(Dataset excerpts on object pointing)
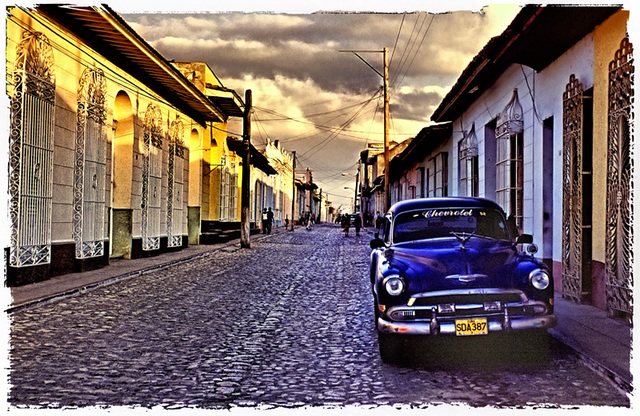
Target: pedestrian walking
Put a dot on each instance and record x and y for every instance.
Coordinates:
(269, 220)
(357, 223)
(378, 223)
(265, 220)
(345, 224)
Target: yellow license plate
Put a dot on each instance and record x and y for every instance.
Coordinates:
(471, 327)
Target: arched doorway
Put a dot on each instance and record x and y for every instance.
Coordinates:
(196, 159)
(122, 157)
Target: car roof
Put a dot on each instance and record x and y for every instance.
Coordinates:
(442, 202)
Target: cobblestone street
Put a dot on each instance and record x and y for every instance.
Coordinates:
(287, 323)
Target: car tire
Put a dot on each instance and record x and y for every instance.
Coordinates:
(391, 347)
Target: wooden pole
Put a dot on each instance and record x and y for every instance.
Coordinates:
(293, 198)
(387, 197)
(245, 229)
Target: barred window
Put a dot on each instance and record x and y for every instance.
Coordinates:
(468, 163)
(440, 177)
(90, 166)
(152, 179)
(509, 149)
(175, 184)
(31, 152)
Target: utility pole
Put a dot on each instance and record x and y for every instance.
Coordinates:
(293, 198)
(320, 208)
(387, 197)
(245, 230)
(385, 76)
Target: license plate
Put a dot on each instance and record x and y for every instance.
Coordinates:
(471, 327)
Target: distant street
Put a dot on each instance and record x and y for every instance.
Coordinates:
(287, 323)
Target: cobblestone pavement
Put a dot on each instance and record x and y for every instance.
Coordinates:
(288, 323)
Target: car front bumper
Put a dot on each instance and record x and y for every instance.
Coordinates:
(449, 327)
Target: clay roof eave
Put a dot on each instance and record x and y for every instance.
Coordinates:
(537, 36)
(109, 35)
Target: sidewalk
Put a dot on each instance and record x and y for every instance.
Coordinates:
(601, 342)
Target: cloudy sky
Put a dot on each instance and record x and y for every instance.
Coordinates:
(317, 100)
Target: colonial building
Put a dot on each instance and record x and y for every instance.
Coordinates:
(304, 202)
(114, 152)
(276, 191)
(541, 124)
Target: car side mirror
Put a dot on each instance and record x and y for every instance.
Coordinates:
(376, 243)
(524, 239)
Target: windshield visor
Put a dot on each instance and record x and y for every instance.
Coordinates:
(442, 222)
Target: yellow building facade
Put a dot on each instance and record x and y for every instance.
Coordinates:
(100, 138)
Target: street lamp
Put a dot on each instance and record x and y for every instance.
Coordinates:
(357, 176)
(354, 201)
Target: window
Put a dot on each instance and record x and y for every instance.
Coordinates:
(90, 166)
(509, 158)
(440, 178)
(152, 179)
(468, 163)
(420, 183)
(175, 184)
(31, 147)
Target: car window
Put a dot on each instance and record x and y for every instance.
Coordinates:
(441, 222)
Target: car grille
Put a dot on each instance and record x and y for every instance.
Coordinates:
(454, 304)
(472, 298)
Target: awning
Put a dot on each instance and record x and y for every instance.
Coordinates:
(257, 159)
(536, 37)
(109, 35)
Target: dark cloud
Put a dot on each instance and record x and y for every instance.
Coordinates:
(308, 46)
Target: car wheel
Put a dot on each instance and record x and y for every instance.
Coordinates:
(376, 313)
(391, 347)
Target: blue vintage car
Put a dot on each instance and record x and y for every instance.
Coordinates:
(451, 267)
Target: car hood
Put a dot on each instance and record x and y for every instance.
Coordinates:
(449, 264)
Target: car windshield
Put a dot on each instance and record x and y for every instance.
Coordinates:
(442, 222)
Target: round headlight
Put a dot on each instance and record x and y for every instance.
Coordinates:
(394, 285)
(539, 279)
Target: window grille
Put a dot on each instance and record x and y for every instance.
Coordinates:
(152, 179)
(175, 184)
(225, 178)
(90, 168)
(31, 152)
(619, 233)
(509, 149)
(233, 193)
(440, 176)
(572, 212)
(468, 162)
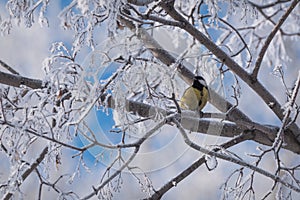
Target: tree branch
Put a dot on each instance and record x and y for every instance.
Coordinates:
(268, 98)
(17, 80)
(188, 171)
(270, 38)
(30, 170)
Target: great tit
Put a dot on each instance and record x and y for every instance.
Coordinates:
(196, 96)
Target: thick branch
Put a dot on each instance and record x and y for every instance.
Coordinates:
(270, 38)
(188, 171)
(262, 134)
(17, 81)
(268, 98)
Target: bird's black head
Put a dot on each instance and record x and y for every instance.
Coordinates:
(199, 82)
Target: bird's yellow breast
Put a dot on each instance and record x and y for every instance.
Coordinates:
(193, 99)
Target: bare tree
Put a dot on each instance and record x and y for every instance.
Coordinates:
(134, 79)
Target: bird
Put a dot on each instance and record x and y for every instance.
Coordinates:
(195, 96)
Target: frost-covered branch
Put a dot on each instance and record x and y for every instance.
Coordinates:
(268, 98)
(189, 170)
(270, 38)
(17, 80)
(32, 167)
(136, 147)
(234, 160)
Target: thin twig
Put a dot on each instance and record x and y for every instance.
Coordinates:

Work instructions: From the listing above, print every entry precisely and drop the pictures.

Result for this exercise:
Target: pedestrian walking
Put a dot on each instance and record x and y for every instance.
Coordinates:
(269, 220)
(357, 223)
(378, 223)
(265, 220)
(345, 224)
Target: yellow license plate
Put a dot on each instance and record x and y for every instance.
Coordinates:
(471, 327)
Target: arched doorway
Put a dot on each instance and record x and y for every instance.
Coordinates:
(196, 159)
(122, 157)
Target: car roof
Put a dot on each instance and record x and y for every instance.
Coordinates:
(442, 202)
Target: cobblestone street
Put a dot on each instance and record x and y for every instance.
Coordinates:
(287, 323)
Target: car tire
Put a dot on each instance and record x and y for every instance.
Coordinates:
(391, 347)
Target: wooden pole
Put a dot on each instance and record x and y for every instance.
Coordinates:
(293, 198)
(387, 197)
(245, 229)
Target: barred window
Put a dot on each instance and record x and y for every instance.
Coordinates:
(468, 163)
(440, 177)
(90, 166)
(152, 179)
(509, 149)
(175, 184)
(31, 152)
Target: utility pole
Put a dot on each instance and record x and y for every instance.
Coordinates:
(293, 198)
(320, 208)
(387, 197)
(245, 230)
(385, 76)
Target: license plate
Put a dot on each instance and record x and y for every instance.
Coordinates:
(471, 327)
Target: distant street
Put a dot on each instance and record x and y for every instance.
Coordinates:
(287, 323)
Target: cobblestone pavement
Put a dot on each instance and record x and y for every instance.
Coordinates:
(288, 323)
Target: car front bumper
Put a dot on each instance and record x and y for every instance.
Coordinates:
(449, 327)
Target: clay roof eave
Put a dot on each instance and record x and y for every instance.
Coordinates:
(537, 36)
(109, 35)
Target: sidewalk
Put a dot on each instance and record x and y for every instance.
Coordinates:
(601, 342)
Target: cloudy sky
Put a dot on each instance and record x and y for every instance.
Coordinates:
(317, 100)
Target: colonial building
Put a dot on each instance and record x and y for every instance.
Coordinates:
(304, 202)
(114, 152)
(276, 191)
(541, 124)
Target: car side mirror
Put a dot on each instance and record x and y for every instance.
Coordinates:
(376, 243)
(524, 239)
Target: windshield visor
Put a dot on each instance and record x and y for every instance.
Coordinates:
(442, 222)
Target: yellow building facade
Put a dot on each instance and record x and y for every instance.
Coordinates:
(100, 138)
Target: street lamp
Put a dot on each instance and record x and y for every instance.
Coordinates:
(357, 176)
(354, 201)
Target: window
Put a dot on each instance and record x and y for every instance.
Coordinates:
(90, 166)
(509, 158)
(440, 178)
(152, 179)
(468, 163)
(420, 183)
(175, 184)
(31, 147)
Target: car window
Put a dot on each instance and record x and y for every instance.
Coordinates:
(441, 222)
Target: car grille
Put a dot on each instance and record x and y for every instance.
Coordinates:
(454, 304)
(472, 298)
Target: awning
Put a dot on each instance and record x and y for every instance.
Coordinates:
(257, 159)
(536, 37)
(109, 35)
Target: dark cloud
Put a dot on each instance and record x and y for every instance.
Coordinates:
(308, 46)
Target: car wheel
Put a dot on each instance and record x and y for every instance.
Coordinates:
(376, 313)
(391, 347)
Target: blue vintage car
Put a dot on each instance and record x and y for every instance.
Coordinates:
(451, 267)
Target: car hood
Put a dot on each instance and record x and y for every instance.
Coordinates:
(449, 264)
Target: car windshield
Put a dot on each instance and record x and y for every instance.
Coordinates:
(442, 222)
Target: round headlight
Put a dot on each instance and record x and y for every instance.
Coordinates:
(394, 285)
(539, 279)
Target: window grille
Put a dot on each instance and record x and y for every instance.
Coordinates:
(152, 179)
(175, 184)
(225, 178)
(90, 168)
(31, 152)
(619, 233)
(509, 149)
(233, 193)
(440, 176)
(572, 212)
(468, 162)
Target: tree branch
Put a dot on each instance and record x and y for every instance.
Coordinates:
(268, 98)
(17, 80)
(188, 171)
(270, 38)
(30, 170)
Target: great tit
Put a dot on each instance and record x and y for every instance.
Coordinates:
(196, 96)
Target: thick branch
Put a dot on each instance and record x and y for every instance.
Coordinates:
(270, 38)
(188, 171)
(262, 134)
(17, 81)
(268, 98)
Target: bird's black head
Put a dot on each instance and record x and y for every instance.
Coordinates:
(199, 82)
Target: bird's yellow breast
Put a dot on each instance and record x and y for every instance.
Coordinates:
(193, 99)
Target: bare tree
Put a dot on each instance and record x and y for every instance.
Coordinates:
(134, 79)
Target: bird
Put a dot on each instance and record x and y for every instance.
Coordinates:
(195, 96)
Target: frost-covered branch
Put a dot on each instance and record x and y for every instance.
Coordinates:
(268, 98)
(189, 170)
(270, 38)
(17, 80)
(32, 167)
(136, 147)
(234, 160)
Target: thin twig
Put a dot on each instance and record x and y for every instance.
Coordinates:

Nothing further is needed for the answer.